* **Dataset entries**
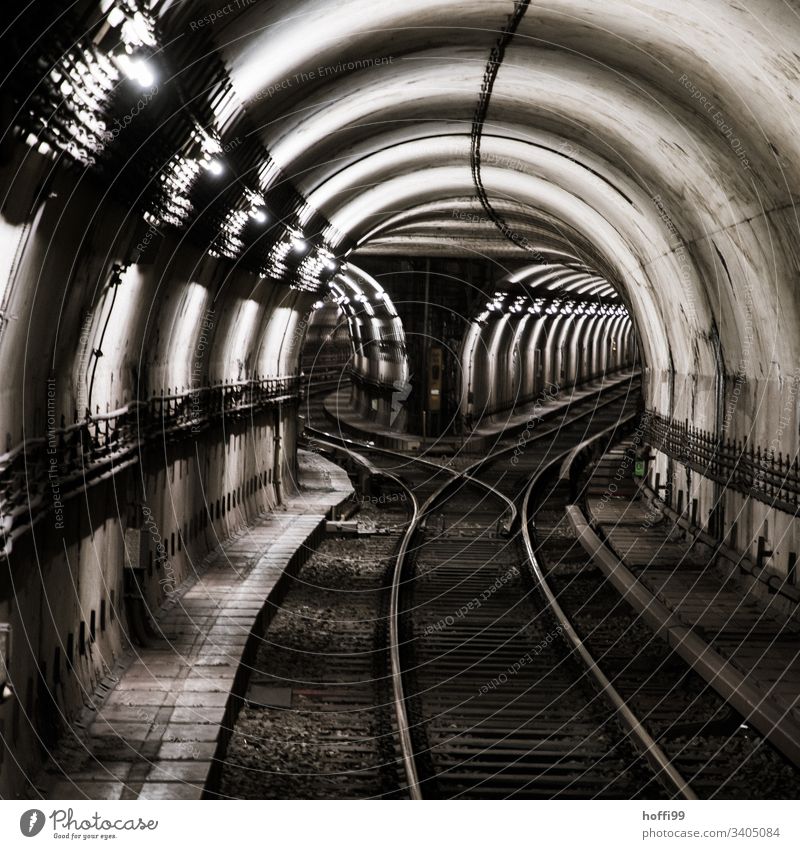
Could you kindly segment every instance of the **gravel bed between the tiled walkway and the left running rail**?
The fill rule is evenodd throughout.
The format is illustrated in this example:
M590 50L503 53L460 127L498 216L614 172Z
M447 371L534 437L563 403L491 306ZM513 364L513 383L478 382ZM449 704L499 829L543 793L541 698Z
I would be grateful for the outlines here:
M395 763L383 625L386 576L414 505L395 492L362 494L367 532L331 535L291 581L254 664L219 795L397 794L402 767Z

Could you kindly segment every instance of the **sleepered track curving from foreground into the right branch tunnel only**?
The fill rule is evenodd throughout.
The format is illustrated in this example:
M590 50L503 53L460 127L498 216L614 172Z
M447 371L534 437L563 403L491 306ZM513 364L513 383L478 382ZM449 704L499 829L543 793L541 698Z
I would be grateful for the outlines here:
M498 447L409 531L399 615L418 795L691 796L643 729L609 714L607 682L598 687L581 666L568 623L530 580L522 536L507 532L521 484L564 446L613 425L621 399L577 405L522 451L519 440Z

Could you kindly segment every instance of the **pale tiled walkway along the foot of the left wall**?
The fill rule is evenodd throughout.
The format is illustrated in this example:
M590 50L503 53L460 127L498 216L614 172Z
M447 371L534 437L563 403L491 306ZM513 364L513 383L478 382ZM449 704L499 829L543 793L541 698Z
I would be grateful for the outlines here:
M198 799L256 617L296 551L334 505L347 475L301 452L301 491L223 544L197 582L157 625L164 639L140 649L84 728L37 782L50 799ZM241 564L246 563L246 568ZM232 566L234 568L232 568Z

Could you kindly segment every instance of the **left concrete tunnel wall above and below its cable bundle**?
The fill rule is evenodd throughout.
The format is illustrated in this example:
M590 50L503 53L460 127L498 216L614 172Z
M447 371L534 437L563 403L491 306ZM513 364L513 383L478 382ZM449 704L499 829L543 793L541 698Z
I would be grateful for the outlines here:
M47 163L38 164L43 172ZM29 158L28 179L15 181L2 210L7 451L55 439L89 405L102 415L136 399L297 374L310 295L225 269L171 238L157 237L145 261L128 265L138 237L125 211L87 226L78 211L97 203L89 186L62 175L42 200L31 166ZM107 287L115 263L126 265L116 293ZM102 349L96 369L93 349ZM17 745L0 765L0 795L19 788L120 657L124 635L136 633L123 573L138 546L145 604L155 610L220 540L292 490L296 415L288 403L231 416L224 432L151 441L138 462L6 540L0 621L13 628L17 694L0 707L0 725ZM54 471L52 485L66 494L67 470Z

* **PROBLEM TO WORK ON**
What lines above contain "instance"? Copy them out.

* **YOUR SOLUTION**
Could you kindly segment every instance of the **gravel bed between the tiled walkway and the left running rail**?
Could you kindly segment every instance of the **sleepered track curving from foreground into the right branch tunnel only**?
Could you kindly segment every instance of the **pale tiled walkway along the foot of the left wall**?
Could you kindly segment every instance of the **left concrete tunnel wall above and below its cable bundle**?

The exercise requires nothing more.